AIM OF THE EXERCISE
Your answer should be every line below that includes the word "negative".

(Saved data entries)

::::

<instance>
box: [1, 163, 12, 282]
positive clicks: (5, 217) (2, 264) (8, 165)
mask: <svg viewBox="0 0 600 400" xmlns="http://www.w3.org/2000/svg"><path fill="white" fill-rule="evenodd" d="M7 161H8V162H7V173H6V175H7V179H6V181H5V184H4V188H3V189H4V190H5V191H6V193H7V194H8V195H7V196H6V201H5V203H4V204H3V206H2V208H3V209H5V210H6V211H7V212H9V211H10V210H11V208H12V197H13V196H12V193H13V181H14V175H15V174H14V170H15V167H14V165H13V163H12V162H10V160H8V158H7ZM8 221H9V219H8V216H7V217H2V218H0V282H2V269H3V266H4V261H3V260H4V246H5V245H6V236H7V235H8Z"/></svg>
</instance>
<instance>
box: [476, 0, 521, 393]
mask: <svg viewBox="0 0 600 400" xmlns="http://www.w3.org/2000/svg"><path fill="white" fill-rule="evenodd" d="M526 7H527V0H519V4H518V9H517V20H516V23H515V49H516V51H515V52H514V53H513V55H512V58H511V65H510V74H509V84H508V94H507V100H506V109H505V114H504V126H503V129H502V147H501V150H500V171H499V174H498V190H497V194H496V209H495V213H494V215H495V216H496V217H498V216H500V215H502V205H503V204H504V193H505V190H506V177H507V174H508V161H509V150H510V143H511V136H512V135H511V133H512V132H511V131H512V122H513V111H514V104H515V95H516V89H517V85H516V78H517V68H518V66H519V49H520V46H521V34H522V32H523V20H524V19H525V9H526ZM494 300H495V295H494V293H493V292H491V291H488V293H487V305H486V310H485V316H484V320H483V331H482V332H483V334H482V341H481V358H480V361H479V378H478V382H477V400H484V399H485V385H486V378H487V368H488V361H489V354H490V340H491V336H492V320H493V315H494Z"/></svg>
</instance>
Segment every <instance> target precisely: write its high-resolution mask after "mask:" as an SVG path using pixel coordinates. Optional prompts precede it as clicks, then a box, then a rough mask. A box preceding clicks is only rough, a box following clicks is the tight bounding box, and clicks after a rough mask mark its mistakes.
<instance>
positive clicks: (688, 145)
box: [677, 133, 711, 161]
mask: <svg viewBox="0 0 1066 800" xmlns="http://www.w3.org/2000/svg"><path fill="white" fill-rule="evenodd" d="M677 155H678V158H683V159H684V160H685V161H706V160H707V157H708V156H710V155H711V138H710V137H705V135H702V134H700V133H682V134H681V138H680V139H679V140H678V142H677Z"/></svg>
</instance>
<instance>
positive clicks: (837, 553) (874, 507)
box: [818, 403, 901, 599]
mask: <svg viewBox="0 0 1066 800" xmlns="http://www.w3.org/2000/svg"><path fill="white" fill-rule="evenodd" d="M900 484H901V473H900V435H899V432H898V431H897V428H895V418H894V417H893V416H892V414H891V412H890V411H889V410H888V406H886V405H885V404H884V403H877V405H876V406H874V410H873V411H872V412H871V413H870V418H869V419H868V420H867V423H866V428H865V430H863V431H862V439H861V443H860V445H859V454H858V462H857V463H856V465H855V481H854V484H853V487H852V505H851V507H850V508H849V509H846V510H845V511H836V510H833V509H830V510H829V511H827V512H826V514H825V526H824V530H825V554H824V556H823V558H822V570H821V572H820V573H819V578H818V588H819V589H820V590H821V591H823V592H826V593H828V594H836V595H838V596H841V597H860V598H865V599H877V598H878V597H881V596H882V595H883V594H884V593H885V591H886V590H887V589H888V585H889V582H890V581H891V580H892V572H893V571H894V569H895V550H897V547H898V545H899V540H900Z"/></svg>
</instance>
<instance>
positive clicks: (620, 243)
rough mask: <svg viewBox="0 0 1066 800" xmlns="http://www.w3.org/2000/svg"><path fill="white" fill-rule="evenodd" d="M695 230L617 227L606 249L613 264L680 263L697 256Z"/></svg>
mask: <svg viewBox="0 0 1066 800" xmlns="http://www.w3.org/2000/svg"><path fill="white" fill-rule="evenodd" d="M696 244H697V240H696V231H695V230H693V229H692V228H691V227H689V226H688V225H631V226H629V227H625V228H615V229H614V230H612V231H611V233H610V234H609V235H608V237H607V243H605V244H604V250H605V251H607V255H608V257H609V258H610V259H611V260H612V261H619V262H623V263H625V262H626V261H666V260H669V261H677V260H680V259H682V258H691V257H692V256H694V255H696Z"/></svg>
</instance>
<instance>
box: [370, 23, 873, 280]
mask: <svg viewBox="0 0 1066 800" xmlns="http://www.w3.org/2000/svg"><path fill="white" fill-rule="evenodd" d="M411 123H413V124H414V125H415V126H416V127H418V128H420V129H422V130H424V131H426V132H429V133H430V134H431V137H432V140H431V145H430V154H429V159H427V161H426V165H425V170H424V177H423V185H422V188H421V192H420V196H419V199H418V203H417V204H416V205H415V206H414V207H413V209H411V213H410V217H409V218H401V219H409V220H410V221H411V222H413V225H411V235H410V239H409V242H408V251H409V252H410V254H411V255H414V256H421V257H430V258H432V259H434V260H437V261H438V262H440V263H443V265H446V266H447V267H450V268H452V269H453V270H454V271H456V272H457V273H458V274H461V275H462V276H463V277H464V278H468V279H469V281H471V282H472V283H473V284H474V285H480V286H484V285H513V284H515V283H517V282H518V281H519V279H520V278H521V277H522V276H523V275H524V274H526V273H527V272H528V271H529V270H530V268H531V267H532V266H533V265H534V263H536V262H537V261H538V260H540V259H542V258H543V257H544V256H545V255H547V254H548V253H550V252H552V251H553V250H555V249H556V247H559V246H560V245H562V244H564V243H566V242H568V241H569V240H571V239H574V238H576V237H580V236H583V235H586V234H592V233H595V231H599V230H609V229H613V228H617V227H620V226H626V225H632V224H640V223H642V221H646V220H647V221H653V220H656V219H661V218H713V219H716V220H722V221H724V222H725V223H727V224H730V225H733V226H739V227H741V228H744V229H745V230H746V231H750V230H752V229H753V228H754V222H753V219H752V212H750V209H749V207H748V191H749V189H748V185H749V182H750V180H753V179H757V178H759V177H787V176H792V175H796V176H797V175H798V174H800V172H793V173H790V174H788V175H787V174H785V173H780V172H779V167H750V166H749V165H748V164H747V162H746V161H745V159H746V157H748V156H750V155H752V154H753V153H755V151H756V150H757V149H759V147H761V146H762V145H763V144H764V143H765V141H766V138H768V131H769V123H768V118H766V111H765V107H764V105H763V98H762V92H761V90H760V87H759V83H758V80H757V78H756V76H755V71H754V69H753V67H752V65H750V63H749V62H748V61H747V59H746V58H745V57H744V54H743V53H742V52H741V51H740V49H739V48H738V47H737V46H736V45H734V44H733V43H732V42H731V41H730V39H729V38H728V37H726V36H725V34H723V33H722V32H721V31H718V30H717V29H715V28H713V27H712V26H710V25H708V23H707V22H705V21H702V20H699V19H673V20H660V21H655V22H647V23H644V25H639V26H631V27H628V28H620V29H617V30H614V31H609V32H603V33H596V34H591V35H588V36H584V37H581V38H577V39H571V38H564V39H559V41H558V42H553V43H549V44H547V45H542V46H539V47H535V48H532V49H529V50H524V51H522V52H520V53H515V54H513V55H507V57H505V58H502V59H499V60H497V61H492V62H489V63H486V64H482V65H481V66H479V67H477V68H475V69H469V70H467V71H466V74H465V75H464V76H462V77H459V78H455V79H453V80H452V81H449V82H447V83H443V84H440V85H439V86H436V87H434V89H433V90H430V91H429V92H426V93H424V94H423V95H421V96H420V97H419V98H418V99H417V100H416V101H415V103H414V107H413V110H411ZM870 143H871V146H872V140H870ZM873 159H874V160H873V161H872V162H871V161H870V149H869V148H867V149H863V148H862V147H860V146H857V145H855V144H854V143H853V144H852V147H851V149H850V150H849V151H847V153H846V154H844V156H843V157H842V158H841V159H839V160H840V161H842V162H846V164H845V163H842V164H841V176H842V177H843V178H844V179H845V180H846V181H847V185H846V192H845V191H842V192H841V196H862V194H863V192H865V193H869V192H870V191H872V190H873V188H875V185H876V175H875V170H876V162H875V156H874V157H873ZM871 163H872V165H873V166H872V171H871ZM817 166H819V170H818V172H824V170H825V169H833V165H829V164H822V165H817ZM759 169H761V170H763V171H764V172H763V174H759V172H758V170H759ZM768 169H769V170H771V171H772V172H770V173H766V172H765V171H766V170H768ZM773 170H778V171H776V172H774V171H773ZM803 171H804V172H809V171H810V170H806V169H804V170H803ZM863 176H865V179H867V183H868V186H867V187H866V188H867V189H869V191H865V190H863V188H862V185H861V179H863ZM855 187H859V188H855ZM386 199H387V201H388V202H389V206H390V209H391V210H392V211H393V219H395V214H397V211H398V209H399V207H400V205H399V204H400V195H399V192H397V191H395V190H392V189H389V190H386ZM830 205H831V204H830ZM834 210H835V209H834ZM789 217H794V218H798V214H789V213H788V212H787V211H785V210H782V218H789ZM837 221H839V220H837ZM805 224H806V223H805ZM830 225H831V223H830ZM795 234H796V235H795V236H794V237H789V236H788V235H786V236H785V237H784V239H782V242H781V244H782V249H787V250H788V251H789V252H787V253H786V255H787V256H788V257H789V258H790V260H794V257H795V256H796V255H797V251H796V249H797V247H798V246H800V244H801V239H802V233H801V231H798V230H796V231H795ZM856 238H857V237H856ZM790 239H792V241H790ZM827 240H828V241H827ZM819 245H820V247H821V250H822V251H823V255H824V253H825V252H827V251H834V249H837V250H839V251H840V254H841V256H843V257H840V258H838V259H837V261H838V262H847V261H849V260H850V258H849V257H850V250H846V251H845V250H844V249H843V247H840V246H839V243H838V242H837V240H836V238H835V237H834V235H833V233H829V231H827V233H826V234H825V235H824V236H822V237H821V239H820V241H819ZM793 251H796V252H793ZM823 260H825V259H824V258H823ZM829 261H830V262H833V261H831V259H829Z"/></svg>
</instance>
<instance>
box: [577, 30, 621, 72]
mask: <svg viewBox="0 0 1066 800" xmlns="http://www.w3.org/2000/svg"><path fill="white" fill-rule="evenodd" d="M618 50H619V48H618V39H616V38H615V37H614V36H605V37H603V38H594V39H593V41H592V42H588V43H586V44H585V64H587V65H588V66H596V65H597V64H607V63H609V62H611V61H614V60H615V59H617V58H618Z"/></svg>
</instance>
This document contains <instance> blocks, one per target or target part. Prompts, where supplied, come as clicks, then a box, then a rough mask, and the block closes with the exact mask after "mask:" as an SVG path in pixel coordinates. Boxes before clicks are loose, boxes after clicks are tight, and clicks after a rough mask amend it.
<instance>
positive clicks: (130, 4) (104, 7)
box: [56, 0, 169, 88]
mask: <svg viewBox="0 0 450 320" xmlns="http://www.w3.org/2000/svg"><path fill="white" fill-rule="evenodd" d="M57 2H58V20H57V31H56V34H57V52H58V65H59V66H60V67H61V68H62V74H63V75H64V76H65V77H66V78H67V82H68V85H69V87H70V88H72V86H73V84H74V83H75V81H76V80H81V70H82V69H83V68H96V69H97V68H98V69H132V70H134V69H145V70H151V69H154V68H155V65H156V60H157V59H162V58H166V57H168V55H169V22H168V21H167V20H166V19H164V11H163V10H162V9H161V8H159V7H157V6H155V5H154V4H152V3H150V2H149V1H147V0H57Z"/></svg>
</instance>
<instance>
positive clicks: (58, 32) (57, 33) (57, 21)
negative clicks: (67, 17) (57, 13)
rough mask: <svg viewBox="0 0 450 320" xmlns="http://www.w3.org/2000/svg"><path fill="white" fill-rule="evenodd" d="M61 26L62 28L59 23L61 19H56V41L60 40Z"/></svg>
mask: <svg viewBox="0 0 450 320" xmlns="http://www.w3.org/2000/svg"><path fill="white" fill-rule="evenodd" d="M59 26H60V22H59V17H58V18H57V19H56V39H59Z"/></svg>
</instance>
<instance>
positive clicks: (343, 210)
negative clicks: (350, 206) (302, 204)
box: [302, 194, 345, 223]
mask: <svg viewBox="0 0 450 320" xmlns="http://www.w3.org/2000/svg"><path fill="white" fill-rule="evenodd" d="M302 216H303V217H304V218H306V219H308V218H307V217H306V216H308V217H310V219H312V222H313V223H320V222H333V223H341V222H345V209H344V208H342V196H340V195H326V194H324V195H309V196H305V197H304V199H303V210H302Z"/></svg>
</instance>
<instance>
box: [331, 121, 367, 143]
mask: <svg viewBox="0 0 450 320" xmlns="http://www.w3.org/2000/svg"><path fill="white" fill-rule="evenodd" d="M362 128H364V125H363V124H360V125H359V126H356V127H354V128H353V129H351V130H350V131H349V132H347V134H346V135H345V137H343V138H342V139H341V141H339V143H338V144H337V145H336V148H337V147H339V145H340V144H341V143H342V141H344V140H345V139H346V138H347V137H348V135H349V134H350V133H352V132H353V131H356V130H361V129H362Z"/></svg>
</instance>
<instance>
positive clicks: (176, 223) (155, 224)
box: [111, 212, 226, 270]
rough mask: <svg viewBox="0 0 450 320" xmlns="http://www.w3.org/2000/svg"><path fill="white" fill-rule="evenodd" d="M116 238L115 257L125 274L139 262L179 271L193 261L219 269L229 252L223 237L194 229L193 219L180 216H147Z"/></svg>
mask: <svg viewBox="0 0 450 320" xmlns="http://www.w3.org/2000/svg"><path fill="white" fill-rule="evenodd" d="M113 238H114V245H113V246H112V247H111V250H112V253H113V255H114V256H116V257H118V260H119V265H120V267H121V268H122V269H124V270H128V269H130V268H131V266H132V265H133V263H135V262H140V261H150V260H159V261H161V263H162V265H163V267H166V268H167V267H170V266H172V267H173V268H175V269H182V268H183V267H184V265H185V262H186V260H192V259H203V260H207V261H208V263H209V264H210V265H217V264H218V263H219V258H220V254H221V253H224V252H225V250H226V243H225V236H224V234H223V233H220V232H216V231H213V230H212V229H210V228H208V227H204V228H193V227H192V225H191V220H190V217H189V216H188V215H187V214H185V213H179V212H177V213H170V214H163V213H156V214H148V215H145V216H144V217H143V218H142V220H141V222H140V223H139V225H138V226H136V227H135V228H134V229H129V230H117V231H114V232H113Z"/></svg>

::::

THE COMPLETED TASK
negative clicks: (67, 17) (57, 13)
negative clicks: (350, 206) (302, 204)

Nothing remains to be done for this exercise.